#### [Directions for this task]
Each entry, from beginning to end, is to be transcribed verbatim.

Saved entries
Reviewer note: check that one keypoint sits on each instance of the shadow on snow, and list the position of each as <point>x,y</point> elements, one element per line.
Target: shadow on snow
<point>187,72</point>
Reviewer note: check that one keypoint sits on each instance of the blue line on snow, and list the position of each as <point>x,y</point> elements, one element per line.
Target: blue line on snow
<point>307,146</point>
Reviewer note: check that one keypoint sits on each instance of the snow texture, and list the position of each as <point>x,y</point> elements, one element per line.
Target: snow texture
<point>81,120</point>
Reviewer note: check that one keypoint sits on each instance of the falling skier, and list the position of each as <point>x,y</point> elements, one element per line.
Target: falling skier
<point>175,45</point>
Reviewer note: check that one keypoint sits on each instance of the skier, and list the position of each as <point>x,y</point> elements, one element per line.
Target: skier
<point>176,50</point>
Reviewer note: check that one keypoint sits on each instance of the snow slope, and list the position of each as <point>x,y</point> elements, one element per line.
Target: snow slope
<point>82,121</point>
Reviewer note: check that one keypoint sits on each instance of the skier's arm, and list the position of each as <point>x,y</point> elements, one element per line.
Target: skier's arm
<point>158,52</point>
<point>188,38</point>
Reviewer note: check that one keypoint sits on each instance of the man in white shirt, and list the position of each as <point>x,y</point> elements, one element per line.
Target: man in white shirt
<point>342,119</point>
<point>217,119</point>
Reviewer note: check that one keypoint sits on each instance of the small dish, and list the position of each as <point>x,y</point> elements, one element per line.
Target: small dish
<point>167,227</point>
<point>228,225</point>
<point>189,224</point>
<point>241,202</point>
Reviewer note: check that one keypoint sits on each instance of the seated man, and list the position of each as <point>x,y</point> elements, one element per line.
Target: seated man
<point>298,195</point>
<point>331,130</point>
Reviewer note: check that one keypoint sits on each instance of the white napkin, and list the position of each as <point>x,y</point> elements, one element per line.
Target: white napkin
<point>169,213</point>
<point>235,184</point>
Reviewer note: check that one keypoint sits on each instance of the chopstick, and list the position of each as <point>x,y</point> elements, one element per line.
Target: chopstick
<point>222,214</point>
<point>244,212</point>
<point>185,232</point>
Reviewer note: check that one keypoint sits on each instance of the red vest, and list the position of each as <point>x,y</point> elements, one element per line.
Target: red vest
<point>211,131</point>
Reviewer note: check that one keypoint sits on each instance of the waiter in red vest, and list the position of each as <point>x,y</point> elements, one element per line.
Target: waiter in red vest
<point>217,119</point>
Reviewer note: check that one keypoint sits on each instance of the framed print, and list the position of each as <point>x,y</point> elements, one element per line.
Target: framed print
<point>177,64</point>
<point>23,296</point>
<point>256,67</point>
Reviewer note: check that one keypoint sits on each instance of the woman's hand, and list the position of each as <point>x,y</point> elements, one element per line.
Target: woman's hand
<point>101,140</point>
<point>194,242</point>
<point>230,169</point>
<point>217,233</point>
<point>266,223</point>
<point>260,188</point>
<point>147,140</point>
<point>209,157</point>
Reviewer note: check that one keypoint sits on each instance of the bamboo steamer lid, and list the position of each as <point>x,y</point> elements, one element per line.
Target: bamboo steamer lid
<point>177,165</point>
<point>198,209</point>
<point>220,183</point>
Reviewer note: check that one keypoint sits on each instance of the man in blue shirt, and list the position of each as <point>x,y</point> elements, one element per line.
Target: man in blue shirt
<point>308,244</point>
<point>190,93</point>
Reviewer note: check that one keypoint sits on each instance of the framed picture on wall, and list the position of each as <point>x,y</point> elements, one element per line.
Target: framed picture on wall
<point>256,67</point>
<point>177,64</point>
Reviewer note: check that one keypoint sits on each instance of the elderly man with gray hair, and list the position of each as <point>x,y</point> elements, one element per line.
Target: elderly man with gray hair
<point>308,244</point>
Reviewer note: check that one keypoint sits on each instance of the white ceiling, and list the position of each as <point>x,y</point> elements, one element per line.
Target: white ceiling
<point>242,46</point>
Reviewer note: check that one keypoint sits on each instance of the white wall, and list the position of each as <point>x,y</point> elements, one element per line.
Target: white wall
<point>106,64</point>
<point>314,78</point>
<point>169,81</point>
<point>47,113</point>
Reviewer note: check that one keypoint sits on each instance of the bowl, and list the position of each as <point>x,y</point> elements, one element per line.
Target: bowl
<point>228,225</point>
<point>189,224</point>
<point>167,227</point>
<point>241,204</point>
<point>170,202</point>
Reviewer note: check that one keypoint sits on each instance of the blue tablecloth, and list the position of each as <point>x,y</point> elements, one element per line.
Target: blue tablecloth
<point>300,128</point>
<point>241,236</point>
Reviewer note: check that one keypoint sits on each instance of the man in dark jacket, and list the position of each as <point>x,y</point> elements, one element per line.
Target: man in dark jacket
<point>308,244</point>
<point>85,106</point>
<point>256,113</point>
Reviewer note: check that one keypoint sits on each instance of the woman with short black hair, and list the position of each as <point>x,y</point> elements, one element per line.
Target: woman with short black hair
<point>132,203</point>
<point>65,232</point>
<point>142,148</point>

#### [Answer to the problem]
Reviewer note: check that one keypoint sits on each instance of the shadow on snow, and list the position of each as <point>x,y</point> elements, one element per line.
Target: shadow on snow
<point>187,72</point>
Reviewer note: check that one keypoint sits on each instance of the blue line on snow, and list the position of each as <point>x,y</point> elements, one element per line.
Target: blue line on snow
<point>307,146</point>
Reviewer note: check that one keypoint sits on each instance of the snow texture, and list the position of each as <point>x,y</point> elements, one element per line.
Target: snow texture
<point>81,120</point>
Reviewer note: check that one keypoint sits on each instance of the falling skier, and list the position of each as <point>x,y</point> elements, one element per line.
Target: falling skier
<point>175,45</point>
Reviewer note: check that one keypoint sits on each instance of the skier, and list the position of each as <point>x,y</point> elements, one element per line.
Target: skier
<point>176,50</point>
Reviewer note: check that one keypoint sits on each instance of the snow slope, and list the position of each as <point>x,y</point> elements, one element per line.
Target: snow slope
<point>82,121</point>
Reviewer note: check that one keypoint sits on each instance of the skier's arm, and list the position of each as <point>x,y</point> elements, one element per line.
Target: skier's arm
<point>158,52</point>
<point>188,38</point>
Reviewer note: check that one keypoint sits on each instance of the man in white shirt, and list the position of each as <point>x,y</point> elements, one element per line.
Target: man in white shirt
<point>342,119</point>
<point>217,119</point>
Reviewer note: check that one keypoint sits on each instance of the small dish, and list the position of each as <point>x,y</point> elements, one element per line.
Target: small dish
<point>167,227</point>
<point>228,225</point>
<point>189,224</point>
<point>241,202</point>
Reviewer note: check that one keypoint sits on each instance of the seated man, and list the position of each as <point>x,y</point> elements, one element per line.
Target: seated man
<point>298,195</point>
<point>331,130</point>
Reviewer note: check that one keypoint sits on each instance of the white napkin, and list the position of each as <point>x,y</point> elements, one element per line.
Target: white napkin
<point>169,213</point>
<point>235,184</point>
Reviewer note: check that one keypoint sits on each instance of the chopstick, and list the position of each as <point>x,y</point> elements, one element per line.
Target: chopstick
<point>222,214</point>
<point>244,212</point>
<point>185,232</point>
Reviewer note: check that one keypoint sits on each instance of the red vest, and list the position of each as <point>x,y</point> elements, one element per line.
Target: red vest
<point>211,131</point>
Reviewer note: check that one keypoint sits on each instance of the waiter in red vest, and list the position of each as <point>x,y</point> elements, one element per line.
Target: waiter in red vest
<point>217,119</point>
Reviewer note: check that one keypoint sits on each instance of the framed print, and list the position of each as <point>x,y</point> elements, one element per line.
Target: framed print
<point>177,64</point>
<point>23,296</point>
<point>256,67</point>
Reviewer note: check that one keypoint sits on each instance of the woman's hand, and list the position of each as <point>x,y</point> elements, one element per line.
Target: woman's hand
<point>101,140</point>
<point>194,242</point>
<point>230,169</point>
<point>217,233</point>
<point>266,223</point>
<point>260,188</point>
<point>147,140</point>
<point>209,157</point>
Reviewer note: check that one keypoint sits on each instance of the bamboo steamer lid, and list the position of each as <point>x,y</point> elements, one element per line.
Target: bamboo steamer lid
<point>177,165</point>
<point>198,209</point>
<point>220,183</point>
Reviewer note: check that one keypoint sits on each instance of the man in blue shirt, and list the position of each as <point>x,y</point> elements, one element per line.
Target: man in blue shirt
<point>308,244</point>
<point>190,93</point>
Reviewer note: check that one keypoint sits on each instance of the framed picture on wall, and list the position of each as <point>x,y</point> elements, one element per line.
Target: framed picture on wall
<point>256,67</point>
<point>177,64</point>
Reviewer note: check that one keypoint sits on each instance of the elderly man with gray hair, and list the position of each as <point>x,y</point> elements, one element per line.
Target: elderly man with gray hair
<point>308,244</point>
Reviewer note: check that one keypoint sits on each instance of the white ceiling, and list the position of each as <point>x,y</point> elements, one element per line.
Target: white ceiling
<point>242,46</point>
Reviewer note: check that one keypoint sits on each instance of the white wall, and list the position of each as <point>x,y</point> elements, one element per line.
Target: white wall
<point>106,64</point>
<point>314,78</point>
<point>169,81</point>
<point>47,113</point>
Reviewer note: check that one keypoint sits on each instance of the bowl, and list the position of each as <point>x,y</point> elements, one element per line.
Target: bowl
<point>228,225</point>
<point>189,224</point>
<point>167,227</point>
<point>241,204</point>
<point>170,202</point>
Reviewer note: check that one keypoint sits on each instance of the blue tablecloth, and list the position of each as <point>x,y</point> elements, one element per line.
Target: blue tablecloth
<point>300,128</point>
<point>241,236</point>
Reviewer note: check that one keypoint sits on each instance of the man in dark jacket, and list the position of each as <point>x,y</point> elements, one element per line.
Target: man in dark jacket
<point>308,244</point>
<point>85,106</point>
<point>256,113</point>
Reviewer note: check that one keypoint sits on each instance of the woman with short black hair, and list the position of each as <point>x,y</point> elements, one element per line.
Target: woman with short black hair
<point>132,203</point>
<point>65,232</point>
<point>142,148</point>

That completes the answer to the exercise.